◆ Alıntı:
┌──

Ramazan ayında bütün inananlarda olduğu gibi benim de içimden daha çok dua etmek geldi. Sabah elimdeki deftere bir şeyler karalarken bu dua ortaya çıktı. Siz okuyucularımla paylaşmak istedim. Bu mübarek Ramazan ayının yüzü suyu hürmetine Rabbimiz, hepimizin dualarını kabul etsin. Şahsi ve toplumsal tüm sıkıntılarımızdan kurtararak kendisine yaklaştırdığı bahtiyarlardan eylesin.
Rabbimiz A’râf sûresi 180.ayetinde:
“En güzel isimler Allah’ındır. O halde O’na o güzel isimlerle dua edin…”
Mü’min Sûresi 60.ayetinde:
“Rabbiniz şöyle buyurdu: Bana dua edin ki duanızı kabul edeyim…”
Neml Sûresi 62.ayetinde:
“ Darda kalanların kendisine yalvardıkları zaman duasını kabul eden ve onları sıkıntıdan kurtaran kim?” buyurmuşlardır.
Peygamber Efendimiz (sav):
“Dua, ibadetin özüdür.” buyurmuşlardır.
Bediüzzaman Hazretleri şahsi hayatında ve eserlerinde duaya büyük önem vermiştir:
“Dua eden adam anlar ki: Birisi var; onun hatırat-ı kalbini işitir, her şeye eli yetişir, her arzusunu yerine getirebilir, aczine merhamet eder, fakrına meded eder. İşte ey âciz insan ve ey fakir beşer! Dua gibi hazine-i rahmetin anahtarı ve tükenmez bir kuvvetin medarı olan bir vesileyi elden bırakma, ona yapış, a’lâ-yı illiyîn-i insaniyete çık. Bir sultan gibi bütün kâinatın dualarını kendi duan içine al…”
YA ALLAH! Kâinatta görünen görünmeyen her şeyi yoktan var eden, bütün canlıların ihtiyaçlarından haberdar olup rızık veren Sensin. Senin en güzel isimlerinin anlamının derinliğine vakıf olmayı nasip eyle. Umduğumuza nail korktuğumuzdan emin eyle. Sana olan muhtaçlığımızı çok eyle. İhtiyaç duymama yönümüzü yok eyleyiver.

└──

◆ Sağlanan Veriler:
┌──

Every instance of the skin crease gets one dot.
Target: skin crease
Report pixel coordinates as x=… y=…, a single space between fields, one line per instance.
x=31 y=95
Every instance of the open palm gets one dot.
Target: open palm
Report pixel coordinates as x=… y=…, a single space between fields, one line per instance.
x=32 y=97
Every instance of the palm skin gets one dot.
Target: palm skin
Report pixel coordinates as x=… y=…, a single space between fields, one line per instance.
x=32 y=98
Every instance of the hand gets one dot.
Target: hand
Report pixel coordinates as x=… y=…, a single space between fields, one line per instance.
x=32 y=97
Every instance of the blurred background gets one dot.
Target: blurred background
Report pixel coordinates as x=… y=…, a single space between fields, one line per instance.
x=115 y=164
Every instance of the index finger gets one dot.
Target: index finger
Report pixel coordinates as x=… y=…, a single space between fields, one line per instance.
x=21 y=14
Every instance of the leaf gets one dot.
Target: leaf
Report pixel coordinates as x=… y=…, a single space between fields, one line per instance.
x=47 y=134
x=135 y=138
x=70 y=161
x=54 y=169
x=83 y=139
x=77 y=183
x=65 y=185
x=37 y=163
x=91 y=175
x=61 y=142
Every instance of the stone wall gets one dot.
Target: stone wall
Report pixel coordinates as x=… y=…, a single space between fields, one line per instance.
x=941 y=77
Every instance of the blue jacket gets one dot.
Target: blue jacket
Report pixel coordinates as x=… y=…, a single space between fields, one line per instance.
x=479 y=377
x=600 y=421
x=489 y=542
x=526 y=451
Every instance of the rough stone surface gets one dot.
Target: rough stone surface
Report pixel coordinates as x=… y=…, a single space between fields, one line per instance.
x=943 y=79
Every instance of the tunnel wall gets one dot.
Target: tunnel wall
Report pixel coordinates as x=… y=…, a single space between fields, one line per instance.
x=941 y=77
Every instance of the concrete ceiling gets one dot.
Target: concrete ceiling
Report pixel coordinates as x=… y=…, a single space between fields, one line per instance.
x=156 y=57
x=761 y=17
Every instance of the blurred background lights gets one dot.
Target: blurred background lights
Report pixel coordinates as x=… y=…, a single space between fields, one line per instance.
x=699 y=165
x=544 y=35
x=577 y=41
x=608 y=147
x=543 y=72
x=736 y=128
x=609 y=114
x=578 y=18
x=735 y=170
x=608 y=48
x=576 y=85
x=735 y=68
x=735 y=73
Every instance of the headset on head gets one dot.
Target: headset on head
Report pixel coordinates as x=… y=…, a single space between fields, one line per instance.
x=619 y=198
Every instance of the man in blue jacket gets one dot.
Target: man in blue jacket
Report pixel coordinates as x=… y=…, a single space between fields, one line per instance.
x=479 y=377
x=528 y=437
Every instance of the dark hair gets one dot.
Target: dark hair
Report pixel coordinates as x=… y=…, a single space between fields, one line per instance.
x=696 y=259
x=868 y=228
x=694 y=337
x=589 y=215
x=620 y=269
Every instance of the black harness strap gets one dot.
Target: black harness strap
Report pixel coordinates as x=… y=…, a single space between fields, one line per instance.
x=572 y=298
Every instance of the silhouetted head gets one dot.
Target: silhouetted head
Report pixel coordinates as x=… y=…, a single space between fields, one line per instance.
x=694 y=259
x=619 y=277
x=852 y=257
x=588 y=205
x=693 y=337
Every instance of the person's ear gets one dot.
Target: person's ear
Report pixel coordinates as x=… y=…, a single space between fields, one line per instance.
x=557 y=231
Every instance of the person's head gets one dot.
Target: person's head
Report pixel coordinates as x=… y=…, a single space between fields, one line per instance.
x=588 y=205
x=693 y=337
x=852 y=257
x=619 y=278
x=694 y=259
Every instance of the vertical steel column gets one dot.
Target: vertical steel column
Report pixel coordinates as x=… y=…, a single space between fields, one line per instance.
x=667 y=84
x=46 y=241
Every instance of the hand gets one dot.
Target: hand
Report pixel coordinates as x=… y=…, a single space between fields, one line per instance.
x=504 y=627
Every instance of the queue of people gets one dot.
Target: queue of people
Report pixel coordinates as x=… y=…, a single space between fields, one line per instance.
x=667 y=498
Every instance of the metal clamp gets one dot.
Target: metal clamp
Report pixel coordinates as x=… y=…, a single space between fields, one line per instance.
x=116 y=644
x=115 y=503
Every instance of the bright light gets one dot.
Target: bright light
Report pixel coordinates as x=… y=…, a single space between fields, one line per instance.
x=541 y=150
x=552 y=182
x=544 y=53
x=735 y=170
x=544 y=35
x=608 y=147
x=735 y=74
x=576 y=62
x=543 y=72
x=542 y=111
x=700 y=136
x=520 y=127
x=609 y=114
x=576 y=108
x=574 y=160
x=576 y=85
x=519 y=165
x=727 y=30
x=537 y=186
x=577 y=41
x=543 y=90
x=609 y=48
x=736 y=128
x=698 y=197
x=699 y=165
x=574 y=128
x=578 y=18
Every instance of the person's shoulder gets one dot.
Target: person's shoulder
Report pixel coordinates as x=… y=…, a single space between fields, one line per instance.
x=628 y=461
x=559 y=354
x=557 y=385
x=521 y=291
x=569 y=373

└──

◆ İstenenler:
a - Dua yazısını iki cümleyle özetleyin.
b - Dua yazısını son cümlenin ardından sürdürün.
Veriler, dua yazısından bağımsız, ayrı bir malzemedir.

◆ Alıştırma Cevapları:
a - Ramazan ayında içinden daha çok dua etmek gelen yazar, sabah defterine bir şeyler karalarken ortaya çıkan bir duayı okuyucularıyla paylaşmak istediğini belirtir. Duanın önemini A'râf, Mü'min ve Neml sûrelerinden ayetlerle, Peygamber Efendimiz'in "Dua, ibadetin özüdür." sözüyle ve Bediüzzaman Hazretleri'nin dua üzerine sözleriyle aktardıktan sonra, her şeyi yoktan var eden Allah'a en güzel isimlerinin anlamına vakıf olmayı ve O'na muhtaçlığın artmasını dileyen bir duaya başlar.

b -
ER- RAHMAN! Ayırmadan inanan inanmayan her insana bol ikramda bulunan Sensin. Her canlıya yaşama zemini sunan ve gerekli nimetleri ulaştıran, şefkatini gösteren Sensin. Güneşin, yağmurun, toprağından istifade ettiren ancak Sensin. Dünyadaki biz fanilere şefkatini çok eyle. Bizdeki merhametsizliği, katı kalpliliği yok eyleyiver.
ER- RAHİM! Dünyada sana itaatle son nefesini verenlere ebedi nimetleri veren ancak Sensin. Müminleri koruyup gözeten ve onlara karşı çok şefkatli olan Sensin. Biz mümin kullarına lütfunu, ikramını çok eyle. Yanlış yapmamıza neden olan gafleti yok eyleyiver.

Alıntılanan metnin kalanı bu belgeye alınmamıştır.